#### WRITTEN INSTRUCTION:
Can you rewrite the lines from the one containing "Question. For every instance of the rock in" through the final line, putting "new line" wherever "fresh line" appears and leaving everything else unchanged?

#### PROVIDED MATERIAL:
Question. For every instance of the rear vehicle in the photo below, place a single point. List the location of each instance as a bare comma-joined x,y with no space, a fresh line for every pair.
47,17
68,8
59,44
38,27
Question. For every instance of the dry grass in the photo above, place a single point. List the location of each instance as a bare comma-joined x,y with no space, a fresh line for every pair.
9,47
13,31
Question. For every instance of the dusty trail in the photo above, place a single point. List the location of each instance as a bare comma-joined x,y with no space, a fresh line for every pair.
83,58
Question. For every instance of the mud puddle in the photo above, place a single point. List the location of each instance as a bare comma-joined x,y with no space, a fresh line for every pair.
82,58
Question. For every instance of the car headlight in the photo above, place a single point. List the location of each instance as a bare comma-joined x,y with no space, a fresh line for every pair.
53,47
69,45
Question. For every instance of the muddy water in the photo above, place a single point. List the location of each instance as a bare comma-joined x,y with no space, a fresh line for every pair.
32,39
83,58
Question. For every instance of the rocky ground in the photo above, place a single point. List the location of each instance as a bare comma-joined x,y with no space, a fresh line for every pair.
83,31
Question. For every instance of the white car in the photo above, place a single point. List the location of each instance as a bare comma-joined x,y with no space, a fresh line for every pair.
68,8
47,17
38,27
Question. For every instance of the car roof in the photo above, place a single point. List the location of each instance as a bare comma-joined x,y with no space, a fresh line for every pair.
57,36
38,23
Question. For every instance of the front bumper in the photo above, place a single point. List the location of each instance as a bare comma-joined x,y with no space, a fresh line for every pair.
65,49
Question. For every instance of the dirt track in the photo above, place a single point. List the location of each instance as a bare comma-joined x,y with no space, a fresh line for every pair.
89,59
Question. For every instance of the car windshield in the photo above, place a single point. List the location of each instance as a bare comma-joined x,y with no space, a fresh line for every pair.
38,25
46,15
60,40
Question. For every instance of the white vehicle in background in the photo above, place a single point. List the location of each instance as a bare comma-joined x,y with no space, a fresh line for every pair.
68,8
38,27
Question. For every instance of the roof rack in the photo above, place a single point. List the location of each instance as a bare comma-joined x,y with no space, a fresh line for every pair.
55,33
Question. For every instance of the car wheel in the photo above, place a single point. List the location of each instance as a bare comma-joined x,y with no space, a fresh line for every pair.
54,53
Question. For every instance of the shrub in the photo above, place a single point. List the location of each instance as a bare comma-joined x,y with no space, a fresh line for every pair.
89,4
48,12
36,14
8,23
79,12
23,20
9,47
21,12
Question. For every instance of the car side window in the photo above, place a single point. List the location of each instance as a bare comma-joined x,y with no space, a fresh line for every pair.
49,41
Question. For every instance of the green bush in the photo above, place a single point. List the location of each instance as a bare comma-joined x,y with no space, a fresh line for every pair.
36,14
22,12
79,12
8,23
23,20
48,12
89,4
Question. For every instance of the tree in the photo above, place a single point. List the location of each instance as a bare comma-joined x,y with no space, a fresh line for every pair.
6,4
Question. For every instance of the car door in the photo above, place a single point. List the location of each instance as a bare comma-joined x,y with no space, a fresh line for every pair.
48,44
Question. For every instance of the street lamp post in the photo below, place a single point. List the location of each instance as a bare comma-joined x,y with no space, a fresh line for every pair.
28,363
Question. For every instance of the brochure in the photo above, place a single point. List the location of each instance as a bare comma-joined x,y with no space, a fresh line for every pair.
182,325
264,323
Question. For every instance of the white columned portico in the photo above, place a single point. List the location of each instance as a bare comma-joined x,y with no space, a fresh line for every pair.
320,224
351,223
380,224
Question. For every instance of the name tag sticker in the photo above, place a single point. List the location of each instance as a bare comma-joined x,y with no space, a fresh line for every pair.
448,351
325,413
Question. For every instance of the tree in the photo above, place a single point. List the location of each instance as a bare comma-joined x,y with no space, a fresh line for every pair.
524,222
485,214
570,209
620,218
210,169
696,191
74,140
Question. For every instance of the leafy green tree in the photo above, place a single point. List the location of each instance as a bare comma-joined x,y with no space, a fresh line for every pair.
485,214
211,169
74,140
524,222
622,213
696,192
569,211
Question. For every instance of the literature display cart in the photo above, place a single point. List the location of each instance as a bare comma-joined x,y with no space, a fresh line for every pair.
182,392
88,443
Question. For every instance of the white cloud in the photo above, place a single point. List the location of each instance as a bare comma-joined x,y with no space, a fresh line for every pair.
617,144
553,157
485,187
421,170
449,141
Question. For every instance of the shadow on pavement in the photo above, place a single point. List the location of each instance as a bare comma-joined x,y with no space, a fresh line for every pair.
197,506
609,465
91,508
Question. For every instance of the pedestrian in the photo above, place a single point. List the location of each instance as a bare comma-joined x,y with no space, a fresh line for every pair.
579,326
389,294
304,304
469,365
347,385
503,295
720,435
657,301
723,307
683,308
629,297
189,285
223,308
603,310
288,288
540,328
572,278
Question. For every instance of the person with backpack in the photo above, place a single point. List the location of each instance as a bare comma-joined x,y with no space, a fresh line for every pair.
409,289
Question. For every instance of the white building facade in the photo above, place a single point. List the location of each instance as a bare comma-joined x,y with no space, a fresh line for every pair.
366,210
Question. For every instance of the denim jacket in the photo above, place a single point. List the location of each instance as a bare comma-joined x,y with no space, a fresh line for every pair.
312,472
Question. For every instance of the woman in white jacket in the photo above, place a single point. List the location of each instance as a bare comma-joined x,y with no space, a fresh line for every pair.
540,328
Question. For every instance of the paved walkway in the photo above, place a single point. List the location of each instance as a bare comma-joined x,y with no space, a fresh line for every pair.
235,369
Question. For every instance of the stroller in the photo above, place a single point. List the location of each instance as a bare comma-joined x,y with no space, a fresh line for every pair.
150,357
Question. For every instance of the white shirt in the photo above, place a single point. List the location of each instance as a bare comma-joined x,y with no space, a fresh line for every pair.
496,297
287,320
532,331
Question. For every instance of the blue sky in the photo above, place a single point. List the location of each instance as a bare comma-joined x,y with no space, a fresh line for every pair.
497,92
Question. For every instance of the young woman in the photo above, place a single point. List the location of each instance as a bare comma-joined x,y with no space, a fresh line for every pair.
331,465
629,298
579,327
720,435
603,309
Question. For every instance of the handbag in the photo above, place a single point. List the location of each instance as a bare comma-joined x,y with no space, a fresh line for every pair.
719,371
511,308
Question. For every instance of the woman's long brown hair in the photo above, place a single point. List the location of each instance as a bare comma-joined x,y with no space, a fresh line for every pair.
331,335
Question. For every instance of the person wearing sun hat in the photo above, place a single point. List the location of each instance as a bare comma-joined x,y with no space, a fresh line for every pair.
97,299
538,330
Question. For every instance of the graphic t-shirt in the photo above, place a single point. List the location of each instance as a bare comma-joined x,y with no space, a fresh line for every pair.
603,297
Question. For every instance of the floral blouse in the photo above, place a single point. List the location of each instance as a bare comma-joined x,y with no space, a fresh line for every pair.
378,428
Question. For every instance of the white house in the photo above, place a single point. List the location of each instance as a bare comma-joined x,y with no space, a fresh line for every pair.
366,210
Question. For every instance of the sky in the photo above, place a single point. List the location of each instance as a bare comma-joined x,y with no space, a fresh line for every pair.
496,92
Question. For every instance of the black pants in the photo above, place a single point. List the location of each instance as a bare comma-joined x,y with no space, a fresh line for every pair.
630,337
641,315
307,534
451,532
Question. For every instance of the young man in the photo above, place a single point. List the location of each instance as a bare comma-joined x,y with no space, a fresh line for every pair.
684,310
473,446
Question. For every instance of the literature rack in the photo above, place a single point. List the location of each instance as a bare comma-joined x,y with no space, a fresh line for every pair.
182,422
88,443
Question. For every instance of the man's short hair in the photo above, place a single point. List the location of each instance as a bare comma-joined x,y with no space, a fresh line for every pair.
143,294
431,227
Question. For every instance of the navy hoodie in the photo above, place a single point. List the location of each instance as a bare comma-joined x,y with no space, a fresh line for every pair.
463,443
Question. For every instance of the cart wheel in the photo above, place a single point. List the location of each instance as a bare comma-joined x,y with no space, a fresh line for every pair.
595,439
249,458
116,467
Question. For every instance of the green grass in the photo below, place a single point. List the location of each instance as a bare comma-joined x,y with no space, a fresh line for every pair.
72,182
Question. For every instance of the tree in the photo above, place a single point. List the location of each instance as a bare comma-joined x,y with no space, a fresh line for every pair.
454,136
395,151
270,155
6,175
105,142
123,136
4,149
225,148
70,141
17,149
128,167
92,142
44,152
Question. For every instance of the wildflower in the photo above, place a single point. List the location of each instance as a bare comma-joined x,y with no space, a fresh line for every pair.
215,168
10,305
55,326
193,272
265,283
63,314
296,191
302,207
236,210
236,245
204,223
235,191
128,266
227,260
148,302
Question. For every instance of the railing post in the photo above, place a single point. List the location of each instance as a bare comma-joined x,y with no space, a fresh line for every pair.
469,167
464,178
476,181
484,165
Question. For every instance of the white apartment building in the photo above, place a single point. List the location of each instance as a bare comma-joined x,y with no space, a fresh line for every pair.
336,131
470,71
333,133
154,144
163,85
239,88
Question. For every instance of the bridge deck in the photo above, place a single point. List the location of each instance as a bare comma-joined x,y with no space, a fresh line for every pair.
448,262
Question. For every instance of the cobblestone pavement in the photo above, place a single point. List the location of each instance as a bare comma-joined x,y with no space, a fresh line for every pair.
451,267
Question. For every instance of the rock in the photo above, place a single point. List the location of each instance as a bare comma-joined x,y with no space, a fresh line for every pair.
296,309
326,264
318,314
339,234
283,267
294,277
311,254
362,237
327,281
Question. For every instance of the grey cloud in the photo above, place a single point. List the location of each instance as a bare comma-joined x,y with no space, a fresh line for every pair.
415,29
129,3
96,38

#### RESULT OF THE EXERCISE:
Question. For every instance of the rock in the photo above, place a single point. List the location of each instance as a bare comma-joined x,y with no space, a new line for every pair.
296,309
326,264
318,314
339,234
283,267
294,277
311,254
362,237
327,281
Question. For every instance of the grey cloud in the photo above, place a single point. List the location of each instance as a bare comma-joined x,y with no space, a new line for every pair.
415,29
129,3
96,38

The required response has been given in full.